### Instruction:
Reproduce the records word for word from their first line through the line with "[226,91,234,102]", including that line. Omit the pictures from your copy.

(Rows from a box labeling dataset)
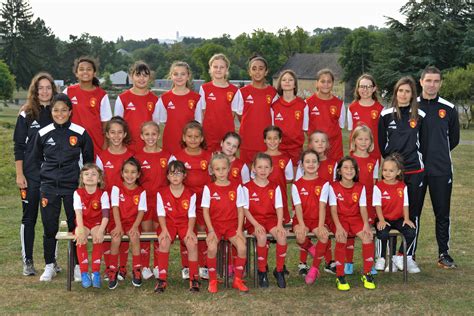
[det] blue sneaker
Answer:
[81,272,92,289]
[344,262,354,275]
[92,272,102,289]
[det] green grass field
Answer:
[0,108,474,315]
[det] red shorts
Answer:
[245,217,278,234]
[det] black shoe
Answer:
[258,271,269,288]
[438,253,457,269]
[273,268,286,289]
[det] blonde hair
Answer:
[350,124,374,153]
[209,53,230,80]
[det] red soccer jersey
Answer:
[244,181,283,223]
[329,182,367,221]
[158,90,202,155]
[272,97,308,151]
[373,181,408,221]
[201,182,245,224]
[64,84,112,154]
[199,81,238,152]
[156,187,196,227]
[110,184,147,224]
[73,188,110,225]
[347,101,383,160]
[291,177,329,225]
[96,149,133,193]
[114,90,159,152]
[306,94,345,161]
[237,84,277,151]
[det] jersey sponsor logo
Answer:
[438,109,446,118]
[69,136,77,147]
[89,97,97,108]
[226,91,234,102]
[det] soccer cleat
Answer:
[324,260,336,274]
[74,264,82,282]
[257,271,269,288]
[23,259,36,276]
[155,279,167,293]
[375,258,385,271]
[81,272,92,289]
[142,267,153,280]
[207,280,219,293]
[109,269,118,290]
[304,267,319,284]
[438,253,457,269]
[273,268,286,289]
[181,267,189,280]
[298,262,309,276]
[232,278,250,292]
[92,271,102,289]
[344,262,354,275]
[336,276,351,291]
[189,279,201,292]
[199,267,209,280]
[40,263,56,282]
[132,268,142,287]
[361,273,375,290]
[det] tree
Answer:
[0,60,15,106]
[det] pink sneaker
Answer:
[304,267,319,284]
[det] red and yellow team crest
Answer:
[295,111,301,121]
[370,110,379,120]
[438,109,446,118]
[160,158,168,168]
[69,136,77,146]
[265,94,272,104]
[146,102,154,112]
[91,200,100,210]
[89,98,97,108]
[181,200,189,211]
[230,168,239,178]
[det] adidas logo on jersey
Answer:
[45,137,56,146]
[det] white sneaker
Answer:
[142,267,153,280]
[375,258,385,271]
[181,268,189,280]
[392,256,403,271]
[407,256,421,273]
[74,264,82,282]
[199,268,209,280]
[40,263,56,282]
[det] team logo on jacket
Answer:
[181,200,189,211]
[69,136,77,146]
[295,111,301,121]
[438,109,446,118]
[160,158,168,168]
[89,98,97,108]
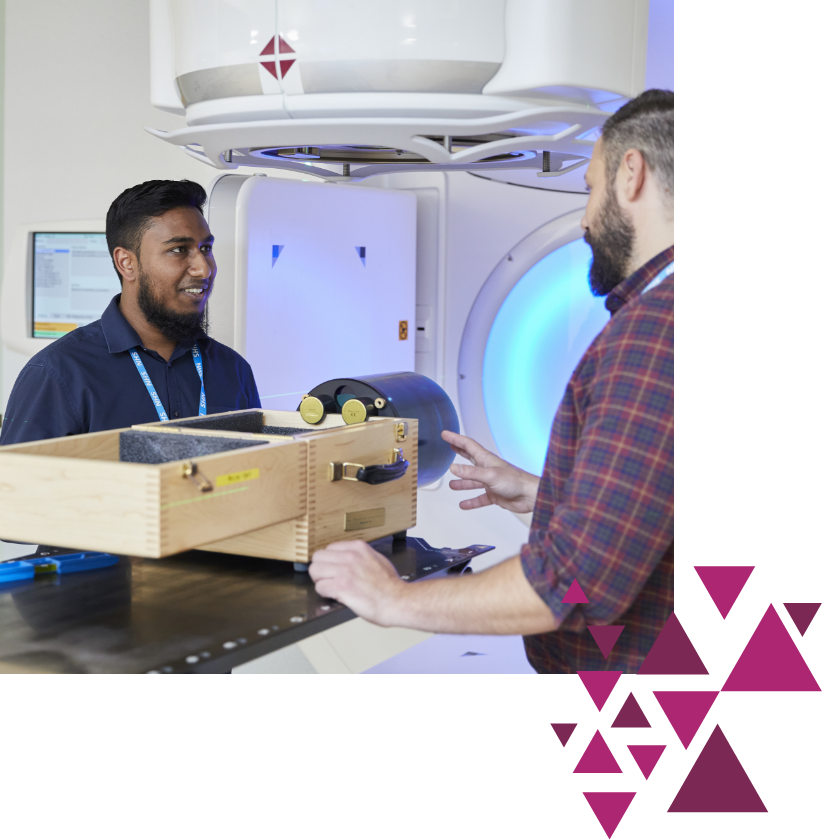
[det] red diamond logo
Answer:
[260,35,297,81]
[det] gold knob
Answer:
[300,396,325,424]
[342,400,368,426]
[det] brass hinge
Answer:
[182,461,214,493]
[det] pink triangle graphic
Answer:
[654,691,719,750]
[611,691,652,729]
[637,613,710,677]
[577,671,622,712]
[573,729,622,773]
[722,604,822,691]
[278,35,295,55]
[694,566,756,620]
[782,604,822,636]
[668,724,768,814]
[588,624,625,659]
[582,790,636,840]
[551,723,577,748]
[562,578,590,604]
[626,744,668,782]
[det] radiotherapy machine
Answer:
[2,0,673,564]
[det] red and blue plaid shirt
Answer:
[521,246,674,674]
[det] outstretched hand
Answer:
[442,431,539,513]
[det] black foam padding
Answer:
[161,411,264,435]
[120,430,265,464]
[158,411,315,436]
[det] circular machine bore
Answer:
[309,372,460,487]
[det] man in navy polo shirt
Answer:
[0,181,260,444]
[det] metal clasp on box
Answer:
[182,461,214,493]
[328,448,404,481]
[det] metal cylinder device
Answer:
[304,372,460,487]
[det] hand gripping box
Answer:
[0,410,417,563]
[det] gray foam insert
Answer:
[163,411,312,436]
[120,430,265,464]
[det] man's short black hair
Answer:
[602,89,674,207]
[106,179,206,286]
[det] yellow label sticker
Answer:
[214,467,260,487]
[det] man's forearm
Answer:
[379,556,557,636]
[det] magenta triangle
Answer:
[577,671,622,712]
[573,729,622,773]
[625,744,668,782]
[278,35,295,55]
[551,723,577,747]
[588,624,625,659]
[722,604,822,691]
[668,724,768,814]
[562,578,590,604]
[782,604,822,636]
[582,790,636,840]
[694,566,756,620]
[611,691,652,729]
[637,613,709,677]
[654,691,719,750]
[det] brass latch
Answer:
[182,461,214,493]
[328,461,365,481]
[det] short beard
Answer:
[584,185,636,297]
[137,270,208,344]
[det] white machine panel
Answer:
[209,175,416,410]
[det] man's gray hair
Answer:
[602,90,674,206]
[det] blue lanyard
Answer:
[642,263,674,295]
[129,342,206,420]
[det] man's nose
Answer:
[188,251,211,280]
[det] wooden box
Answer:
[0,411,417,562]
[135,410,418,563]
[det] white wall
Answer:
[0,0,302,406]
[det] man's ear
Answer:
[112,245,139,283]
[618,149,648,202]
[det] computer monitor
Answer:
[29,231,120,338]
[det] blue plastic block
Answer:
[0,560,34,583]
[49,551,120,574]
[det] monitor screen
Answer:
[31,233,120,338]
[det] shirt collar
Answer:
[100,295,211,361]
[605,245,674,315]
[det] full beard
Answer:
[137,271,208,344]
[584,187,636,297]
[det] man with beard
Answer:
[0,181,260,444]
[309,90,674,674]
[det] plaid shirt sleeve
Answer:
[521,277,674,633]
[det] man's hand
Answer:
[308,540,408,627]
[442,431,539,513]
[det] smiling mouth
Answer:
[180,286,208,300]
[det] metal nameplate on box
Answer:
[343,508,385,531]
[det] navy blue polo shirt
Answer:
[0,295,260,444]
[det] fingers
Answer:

### Solution to the problem:
[det] blue sneaker
Answer:
[81,272,92,289]
[344,262,354,275]
[92,272,102,289]
[det] green grass field
Answer:
[0,108,474,315]
[det] red shorts
Answer:
[245,217,278,234]
[det] black shoe
Answer:
[258,271,269,288]
[438,253,457,269]
[273,268,286,289]
[det] blonde hair
Answer:
[350,124,374,153]
[209,53,230,80]
[det] red soccer jersey
Answer:
[244,181,283,223]
[329,182,367,221]
[158,90,202,155]
[272,97,308,151]
[373,181,408,221]
[201,182,245,224]
[64,84,112,154]
[199,81,238,152]
[156,187,196,227]
[110,184,147,224]
[73,188,110,225]
[347,101,383,160]
[291,177,329,225]
[96,149,133,193]
[114,90,159,152]
[306,94,345,161]
[237,84,277,151]
[det] jersey sponsor logo
Answer:
[438,109,446,118]
[69,136,77,147]
[89,97,97,108]
[226,91,234,102]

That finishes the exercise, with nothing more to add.